## Start

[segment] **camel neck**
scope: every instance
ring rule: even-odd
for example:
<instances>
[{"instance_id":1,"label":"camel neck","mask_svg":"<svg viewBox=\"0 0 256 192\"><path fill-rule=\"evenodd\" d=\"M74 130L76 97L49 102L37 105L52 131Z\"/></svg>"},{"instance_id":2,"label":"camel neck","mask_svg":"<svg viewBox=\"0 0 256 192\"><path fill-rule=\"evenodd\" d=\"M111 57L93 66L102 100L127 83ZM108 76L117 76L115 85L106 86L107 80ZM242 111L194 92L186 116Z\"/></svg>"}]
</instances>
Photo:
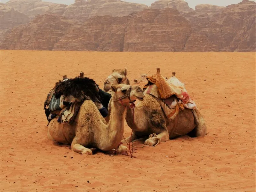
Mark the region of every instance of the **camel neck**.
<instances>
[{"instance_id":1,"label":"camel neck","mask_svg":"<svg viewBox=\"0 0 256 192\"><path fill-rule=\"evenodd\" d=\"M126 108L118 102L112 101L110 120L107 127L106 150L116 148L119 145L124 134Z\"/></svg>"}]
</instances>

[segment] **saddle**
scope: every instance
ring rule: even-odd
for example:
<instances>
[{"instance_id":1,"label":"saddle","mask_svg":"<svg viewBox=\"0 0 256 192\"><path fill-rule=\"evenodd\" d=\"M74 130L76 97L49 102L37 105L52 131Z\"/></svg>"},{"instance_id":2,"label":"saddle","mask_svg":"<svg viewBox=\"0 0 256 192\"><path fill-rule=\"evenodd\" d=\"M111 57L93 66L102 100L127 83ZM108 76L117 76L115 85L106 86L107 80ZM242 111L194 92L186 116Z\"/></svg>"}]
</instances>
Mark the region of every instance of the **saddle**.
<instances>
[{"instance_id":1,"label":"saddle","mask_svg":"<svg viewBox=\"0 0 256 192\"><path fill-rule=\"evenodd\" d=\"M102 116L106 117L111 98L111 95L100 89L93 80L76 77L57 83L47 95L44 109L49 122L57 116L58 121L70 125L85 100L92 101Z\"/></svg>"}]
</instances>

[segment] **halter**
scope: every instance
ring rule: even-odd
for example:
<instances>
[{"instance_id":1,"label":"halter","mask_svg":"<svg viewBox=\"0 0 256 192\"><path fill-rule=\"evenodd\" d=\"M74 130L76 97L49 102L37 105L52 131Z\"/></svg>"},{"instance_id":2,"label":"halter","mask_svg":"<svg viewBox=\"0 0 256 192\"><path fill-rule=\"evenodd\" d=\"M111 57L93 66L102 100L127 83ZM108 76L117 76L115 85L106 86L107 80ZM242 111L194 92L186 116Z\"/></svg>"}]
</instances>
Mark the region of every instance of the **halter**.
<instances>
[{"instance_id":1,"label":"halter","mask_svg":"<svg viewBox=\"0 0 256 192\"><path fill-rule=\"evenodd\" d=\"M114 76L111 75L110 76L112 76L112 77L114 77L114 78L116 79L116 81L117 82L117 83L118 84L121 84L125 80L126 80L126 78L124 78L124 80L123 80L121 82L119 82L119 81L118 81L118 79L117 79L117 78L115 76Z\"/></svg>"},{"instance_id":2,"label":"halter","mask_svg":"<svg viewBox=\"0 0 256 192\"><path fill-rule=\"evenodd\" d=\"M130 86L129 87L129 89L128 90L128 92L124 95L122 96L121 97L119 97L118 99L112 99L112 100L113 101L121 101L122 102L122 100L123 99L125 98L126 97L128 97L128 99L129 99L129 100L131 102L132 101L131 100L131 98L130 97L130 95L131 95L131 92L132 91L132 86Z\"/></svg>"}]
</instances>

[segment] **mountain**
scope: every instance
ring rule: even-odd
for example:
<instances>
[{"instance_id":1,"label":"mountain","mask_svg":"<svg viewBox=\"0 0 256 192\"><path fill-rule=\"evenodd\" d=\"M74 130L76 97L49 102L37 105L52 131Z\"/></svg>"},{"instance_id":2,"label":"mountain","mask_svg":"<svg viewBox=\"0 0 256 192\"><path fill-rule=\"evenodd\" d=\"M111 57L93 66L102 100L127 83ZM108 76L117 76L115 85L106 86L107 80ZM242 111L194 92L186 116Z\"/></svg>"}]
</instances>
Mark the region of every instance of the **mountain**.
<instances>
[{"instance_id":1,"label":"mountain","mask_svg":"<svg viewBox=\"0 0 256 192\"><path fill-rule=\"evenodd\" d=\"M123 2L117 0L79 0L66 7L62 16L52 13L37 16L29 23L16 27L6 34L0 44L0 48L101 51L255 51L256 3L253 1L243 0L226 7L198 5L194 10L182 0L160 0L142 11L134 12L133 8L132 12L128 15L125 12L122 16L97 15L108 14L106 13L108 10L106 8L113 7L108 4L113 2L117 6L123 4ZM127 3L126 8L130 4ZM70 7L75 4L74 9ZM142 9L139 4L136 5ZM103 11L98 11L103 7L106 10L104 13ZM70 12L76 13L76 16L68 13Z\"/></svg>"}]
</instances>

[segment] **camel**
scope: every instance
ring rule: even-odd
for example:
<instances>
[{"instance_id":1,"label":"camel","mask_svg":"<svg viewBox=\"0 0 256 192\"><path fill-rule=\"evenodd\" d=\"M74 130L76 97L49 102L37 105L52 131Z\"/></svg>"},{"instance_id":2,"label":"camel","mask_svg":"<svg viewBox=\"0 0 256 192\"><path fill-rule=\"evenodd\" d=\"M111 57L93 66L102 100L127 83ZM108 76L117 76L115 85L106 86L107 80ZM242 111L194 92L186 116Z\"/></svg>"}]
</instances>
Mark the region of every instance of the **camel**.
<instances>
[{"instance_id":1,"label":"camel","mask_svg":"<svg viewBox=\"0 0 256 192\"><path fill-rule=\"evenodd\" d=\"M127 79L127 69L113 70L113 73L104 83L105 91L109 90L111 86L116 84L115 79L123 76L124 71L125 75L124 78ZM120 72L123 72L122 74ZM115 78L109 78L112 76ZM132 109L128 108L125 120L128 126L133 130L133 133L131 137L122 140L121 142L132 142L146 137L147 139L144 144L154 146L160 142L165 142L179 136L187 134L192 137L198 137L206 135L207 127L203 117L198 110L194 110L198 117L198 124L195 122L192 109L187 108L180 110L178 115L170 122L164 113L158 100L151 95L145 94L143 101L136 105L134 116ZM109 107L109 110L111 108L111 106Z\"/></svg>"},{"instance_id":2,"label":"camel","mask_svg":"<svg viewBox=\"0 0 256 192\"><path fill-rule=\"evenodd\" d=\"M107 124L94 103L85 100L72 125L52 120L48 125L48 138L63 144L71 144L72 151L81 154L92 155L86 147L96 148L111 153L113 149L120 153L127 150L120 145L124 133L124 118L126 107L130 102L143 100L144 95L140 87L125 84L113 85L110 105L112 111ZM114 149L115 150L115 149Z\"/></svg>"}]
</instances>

## End

• **Task directions**
Print each of the records above exactly as written, leaving no picture in the copy.

• **Exercise output**
[segment] **camel neck**
scope: every instance
ring rule: even-odd
for example:
<instances>
[{"instance_id":1,"label":"camel neck","mask_svg":"<svg viewBox=\"0 0 256 192\"><path fill-rule=\"evenodd\" d=\"M74 130L76 97L49 102L37 105L52 131Z\"/></svg>"},{"instance_id":2,"label":"camel neck","mask_svg":"<svg viewBox=\"0 0 256 192\"><path fill-rule=\"evenodd\" d=\"M111 57L93 66L102 100L127 83ZM108 76L117 76L115 85L106 86L107 80ZM242 111L194 92L186 116Z\"/></svg>"}]
</instances>
Photo:
Mark the region of every instance of the **camel neck**.
<instances>
[{"instance_id":1,"label":"camel neck","mask_svg":"<svg viewBox=\"0 0 256 192\"><path fill-rule=\"evenodd\" d=\"M126 108L118 102L112 101L110 120L107 127L106 150L116 148L119 145L124 134Z\"/></svg>"}]
</instances>

[segment] **saddle**
scope: every instance
ring rule: even-odd
for example:
<instances>
[{"instance_id":1,"label":"saddle","mask_svg":"<svg viewBox=\"0 0 256 192\"><path fill-rule=\"evenodd\" d=\"M74 130L76 97L49 102L37 105L52 131Z\"/></svg>"},{"instance_id":2,"label":"saddle","mask_svg":"<svg viewBox=\"0 0 256 192\"><path fill-rule=\"evenodd\" d=\"M111 57L93 66L102 100L127 83ZM108 76L117 76L115 85L106 86L107 80ZM242 111L194 92L186 116Z\"/></svg>"}]
</instances>
Mark the region of every instance of the **saddle**.
<instances>
[{"instance_id":1,"label":"saddle","mask_svg":"<svg viewBox=\"0 0 256 192\"><path fill-rule=\"evenodd\" d=\"M102 116L106 117L111 98L111 95L100 89L93 80L76 77L57 83L47 95L44 109L49 122L57 116L58 121L70 125L85 100L92 101Z\"/></svg>"}]
</instances>

[segment] **halter**
scope: every instance
ring rule: even-odd
for example:
<instances>
[{"instance_id":1,"label":"halter","mask_svg":"<svg viewBox=\"0 0 256 192\"><path fill-rule=\"evenodd\" d=\"M74 130L76 97L49 102L37 105L52 131Z\"/></svg>"},{"instance_id":2,"label":"halter","mask_svg":"<svg viewBox=\"0 0 256 192\"><path fill-rule=\"evenodd\" d=\"M111 57L93 66L102 100L127 83ZM108 76L117 76L115 85L106 86L107 80ZM242 111L194 92L186 116Z\"/></svg>"}]
</instances>
Mark the region of every instance of the **halter**.
<instances>
[{"instance_id":1,"label":"halter","mask_svg":"<svg viewBox=\"0 0 256 192\"><path fill-rule=\"evenodd\" d=\"M114 76L111 75L110 76L112 76L112 77L114 77L114 78L116 79L116 81L117 82L117 83L118 84L121 84L125 80L126 80L126 78L124 78L124 80L123 80L121 82L119 82L119 81L118 81L118 79L117 79L117 78L115 76Z\"/></svg>"},{"instance_id":2,"label":"halter","mask_svg":"<svg viewBox=\"0 0 256 192\"><path fill-rule=\"evenodd\" d=\"M130 86L129 87L129 89L128 90L128 92L124 95L122 96L121 97L119 97L118 99L112 99L112 100L113 101L121 101L122 102L122 100L123 99L125 98L126 97L128 97L128 99L129 99L129 100L131 102L132 101L131 100L131 98L130 97L130 95L131 95L131 92L132 91L132 86Z\"/></svg>"}]
</instances>

[segment] **mountain**
scope: every instance
ring rule: even-odd
for example:
<instances>
[{"instance_id":1,"label":"mountain","mask_svg":"<svg viewBox=\"0 0 256 192\"><path fill-rule=\"evenodd\" d=\"M74 130L76 97L49 102L37 105L52 131Z\"/></svg>"},{"instance_id":2,"label":"mountain","mask_svg":"<svg viewBox=\"0 0 256 192\"><path fill-rule=\"evenodd\" d=\"M111 57L93 66L102 100L127 83ZM108 76L117 76L115 85L106 86L107 80ZM242 111L194 92L186 116Z\"/></svg>"}]
</instances>
Mark the region of every instance of the **mountain**.
<instances>
[{"instance_id":1,"label":"mountain","mask_svg":"<svg viewBox=\"0 0 256 192\"><path fill-rule=\"evenodd\" d=\"M123 2L117 0L79 0L66 7L62 16L52 13L37 16L29 23L16 27L6 34L0 44L0 48L101 51L255 51L256 3L253 1L243 0L226 7L198 5L194 10L182 0L160 0L142 11L134 12L133 8L132 12L128 15L125 12L122 16L97 15L108 14L106 13L108 10L106 8L113 7L108 4L113 2L117 6L123 4ZM127 3L126 8L130 4ZM70 7L75 4L74 9ZM142 9L139 4L136 5ZM103 11L98 11L103 7L106 10L104 13ZM70 12L76 13L76 16L68 13Z\"/></svg>"}]
</instances>

[segment] **camel**
scope: every instance
ring rule: even-odd
for example:
<instances>
[{"instance_id":1,"label":"camel","mask_svg":"<svg viewBox=\"0 0 256 192\"><path fill-rule=\"evenodd\" d=\"M74 130L76 97L49 102L37 105L52 131Z\"/></svg>"},{"instance_id":2,"label":"camel","mask_svg":"<svg viewBox=\"0 0 256 192\"><path fill-rule=\"evenodd\" d=\"M111 57L93 66L102 100L127 83ZM108 76L117 76L115 85L106 86L107 80ZM242 111L194 92L186 116Z\"/></svg>"}]
</instances>
Mark the region of every instance of the **camel**.
<instances>
[{"instance_id":1,"label":"camel","mask_svg":"<svg viewBox=\"0 0 256 192\"><path fill-rule=\"evenodd\" d=\"M127 79L127 69L113 70L113 73L104 83L105 91L109 90L111 86L116 84L115 79L123 76L124 71L125 75L124 78ZM120 72L123 72L122 74ZM115 78L109 78L112 76ZM132 109L128 108L125 120L128 126L133 130L133 133L131 137L122 140L121 142L132 142L146 137L147 139L144 144L154 146L160 142L165 142L179 136L187 134L192 137L198 137L206 135L207 127L203 117L198 110L194 110L198 117L198 124L195 122L192 109L187 108L180 110L178 115L170 122L164 113L158 100L151 95L145 94L143 101L136 105L134 116ZM109 107L109 110L111 108L111 106Z\"/></svg>"},{"instance_id":2,"label":"camel","mask_svg":"<svg viewBox=\"0 0 256 192\"><path fill-rule=\"evenodd\" d=\"M107 124L94 103L85 100L72 125L52 120L48 125L48 138L63 144L71 144L72 151L81 154L92 155L86 147L96 148L111 153L113 149L120 153L127 150L120 145L124 133L124 118L126 107L130 102L143 100L144 95L140 87L125 84L113 85L110 105L112 111ZM114 149L115 150L115 149Z\"/></svg>"}]
</instances>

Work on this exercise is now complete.